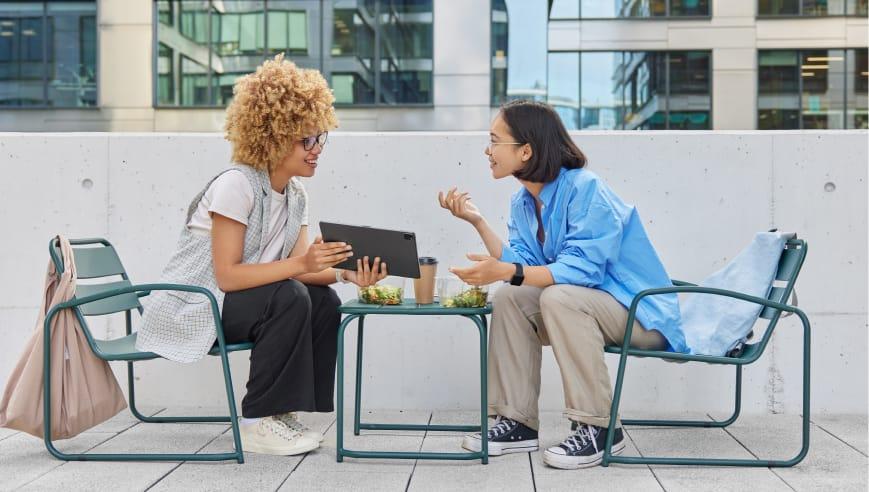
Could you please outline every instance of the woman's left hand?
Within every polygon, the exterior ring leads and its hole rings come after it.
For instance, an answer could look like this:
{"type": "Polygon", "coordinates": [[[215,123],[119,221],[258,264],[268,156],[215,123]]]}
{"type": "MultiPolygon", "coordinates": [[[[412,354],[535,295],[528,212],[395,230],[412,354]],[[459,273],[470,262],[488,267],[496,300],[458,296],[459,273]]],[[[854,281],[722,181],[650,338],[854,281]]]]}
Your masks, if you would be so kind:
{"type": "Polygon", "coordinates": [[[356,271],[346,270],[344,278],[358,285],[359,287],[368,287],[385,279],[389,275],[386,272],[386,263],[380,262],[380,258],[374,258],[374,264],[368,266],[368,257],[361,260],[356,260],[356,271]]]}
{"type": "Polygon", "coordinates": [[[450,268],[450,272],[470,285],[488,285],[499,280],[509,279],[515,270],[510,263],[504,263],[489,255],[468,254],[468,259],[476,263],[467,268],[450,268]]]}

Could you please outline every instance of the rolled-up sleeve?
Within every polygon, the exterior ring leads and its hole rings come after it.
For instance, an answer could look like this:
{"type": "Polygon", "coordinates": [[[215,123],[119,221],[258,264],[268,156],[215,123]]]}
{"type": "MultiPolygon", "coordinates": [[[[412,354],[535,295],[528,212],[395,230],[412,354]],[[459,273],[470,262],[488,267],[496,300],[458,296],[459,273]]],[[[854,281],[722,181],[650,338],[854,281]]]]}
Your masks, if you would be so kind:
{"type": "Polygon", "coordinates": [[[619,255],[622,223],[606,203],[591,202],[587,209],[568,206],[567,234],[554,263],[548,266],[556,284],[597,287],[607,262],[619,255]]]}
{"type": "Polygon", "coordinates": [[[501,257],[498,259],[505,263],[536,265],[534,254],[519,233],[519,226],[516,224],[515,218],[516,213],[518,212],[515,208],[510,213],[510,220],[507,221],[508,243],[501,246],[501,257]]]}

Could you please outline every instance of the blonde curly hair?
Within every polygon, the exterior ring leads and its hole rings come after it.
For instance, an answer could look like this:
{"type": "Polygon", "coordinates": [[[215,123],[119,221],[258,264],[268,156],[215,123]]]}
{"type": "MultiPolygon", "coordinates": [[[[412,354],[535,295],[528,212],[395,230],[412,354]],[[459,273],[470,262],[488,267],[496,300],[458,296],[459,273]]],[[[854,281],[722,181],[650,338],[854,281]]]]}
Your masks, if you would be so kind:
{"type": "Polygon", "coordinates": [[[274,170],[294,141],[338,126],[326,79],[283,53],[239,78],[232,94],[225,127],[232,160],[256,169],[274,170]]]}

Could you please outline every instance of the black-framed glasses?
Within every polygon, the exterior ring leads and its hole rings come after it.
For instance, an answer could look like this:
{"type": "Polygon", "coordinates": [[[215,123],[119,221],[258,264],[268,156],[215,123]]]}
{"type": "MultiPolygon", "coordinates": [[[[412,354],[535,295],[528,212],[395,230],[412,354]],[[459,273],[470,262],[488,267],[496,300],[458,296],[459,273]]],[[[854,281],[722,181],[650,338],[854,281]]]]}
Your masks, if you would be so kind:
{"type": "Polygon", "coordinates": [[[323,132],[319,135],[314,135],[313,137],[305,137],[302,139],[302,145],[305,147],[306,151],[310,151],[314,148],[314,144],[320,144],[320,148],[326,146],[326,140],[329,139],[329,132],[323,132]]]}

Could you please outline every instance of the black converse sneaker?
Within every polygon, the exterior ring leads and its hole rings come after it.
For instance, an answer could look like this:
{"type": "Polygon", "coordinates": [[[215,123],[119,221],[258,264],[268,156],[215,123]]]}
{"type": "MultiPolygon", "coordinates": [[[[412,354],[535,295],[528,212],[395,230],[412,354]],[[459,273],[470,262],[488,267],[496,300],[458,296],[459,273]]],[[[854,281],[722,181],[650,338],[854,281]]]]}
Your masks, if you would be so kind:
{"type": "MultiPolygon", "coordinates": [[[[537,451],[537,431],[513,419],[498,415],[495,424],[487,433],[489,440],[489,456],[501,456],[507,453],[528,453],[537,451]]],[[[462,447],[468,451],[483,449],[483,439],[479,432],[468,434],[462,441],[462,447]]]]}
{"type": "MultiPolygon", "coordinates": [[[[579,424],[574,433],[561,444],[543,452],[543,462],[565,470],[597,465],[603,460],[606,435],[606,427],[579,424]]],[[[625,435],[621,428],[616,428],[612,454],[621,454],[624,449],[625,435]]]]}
══════
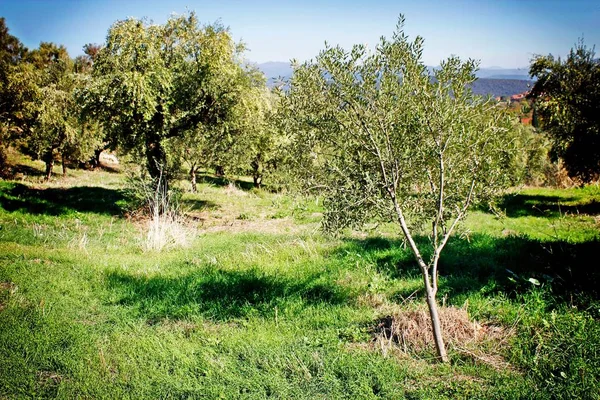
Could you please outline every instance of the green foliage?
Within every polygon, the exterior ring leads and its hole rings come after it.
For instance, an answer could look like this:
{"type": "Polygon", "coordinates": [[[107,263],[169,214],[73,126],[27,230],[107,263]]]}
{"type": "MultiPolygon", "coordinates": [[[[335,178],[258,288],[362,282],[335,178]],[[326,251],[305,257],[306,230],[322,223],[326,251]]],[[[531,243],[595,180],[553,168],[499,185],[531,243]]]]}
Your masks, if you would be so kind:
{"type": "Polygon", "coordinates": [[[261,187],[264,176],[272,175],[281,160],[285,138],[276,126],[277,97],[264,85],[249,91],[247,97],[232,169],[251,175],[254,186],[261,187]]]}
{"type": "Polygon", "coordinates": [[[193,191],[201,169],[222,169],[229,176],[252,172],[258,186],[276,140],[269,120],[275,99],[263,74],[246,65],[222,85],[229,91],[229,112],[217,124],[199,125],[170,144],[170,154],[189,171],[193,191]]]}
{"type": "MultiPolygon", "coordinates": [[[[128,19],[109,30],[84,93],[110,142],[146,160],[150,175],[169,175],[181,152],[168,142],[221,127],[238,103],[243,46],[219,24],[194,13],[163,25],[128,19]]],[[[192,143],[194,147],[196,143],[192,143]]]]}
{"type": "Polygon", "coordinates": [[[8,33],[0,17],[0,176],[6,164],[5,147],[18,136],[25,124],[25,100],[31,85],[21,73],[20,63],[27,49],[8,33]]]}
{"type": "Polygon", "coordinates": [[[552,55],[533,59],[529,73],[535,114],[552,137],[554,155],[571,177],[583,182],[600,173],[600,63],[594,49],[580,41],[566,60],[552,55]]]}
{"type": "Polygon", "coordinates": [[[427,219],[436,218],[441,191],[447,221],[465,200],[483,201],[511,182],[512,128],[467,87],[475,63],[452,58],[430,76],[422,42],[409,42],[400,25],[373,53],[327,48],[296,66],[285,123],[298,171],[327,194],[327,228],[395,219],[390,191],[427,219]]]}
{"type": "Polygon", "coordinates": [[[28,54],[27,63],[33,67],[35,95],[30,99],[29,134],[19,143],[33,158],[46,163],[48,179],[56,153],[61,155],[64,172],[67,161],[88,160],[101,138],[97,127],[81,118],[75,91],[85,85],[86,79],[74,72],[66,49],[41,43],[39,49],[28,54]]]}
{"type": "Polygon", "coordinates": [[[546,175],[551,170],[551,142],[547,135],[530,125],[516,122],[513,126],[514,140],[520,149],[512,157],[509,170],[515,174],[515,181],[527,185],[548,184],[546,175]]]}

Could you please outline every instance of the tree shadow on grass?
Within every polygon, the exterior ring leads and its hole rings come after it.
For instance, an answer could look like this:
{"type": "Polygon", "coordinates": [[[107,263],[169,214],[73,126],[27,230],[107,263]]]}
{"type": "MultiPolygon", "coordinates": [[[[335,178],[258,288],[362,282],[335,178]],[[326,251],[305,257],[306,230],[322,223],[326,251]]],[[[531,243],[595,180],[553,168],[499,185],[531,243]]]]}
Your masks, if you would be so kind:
══════
▶ [Your instructions]
Reproduce every line above containing "black".

▶ [Answer space]
Could you please outline every instance of the black-framed glasses?
Could you please outline every instance of the black converse sneaker?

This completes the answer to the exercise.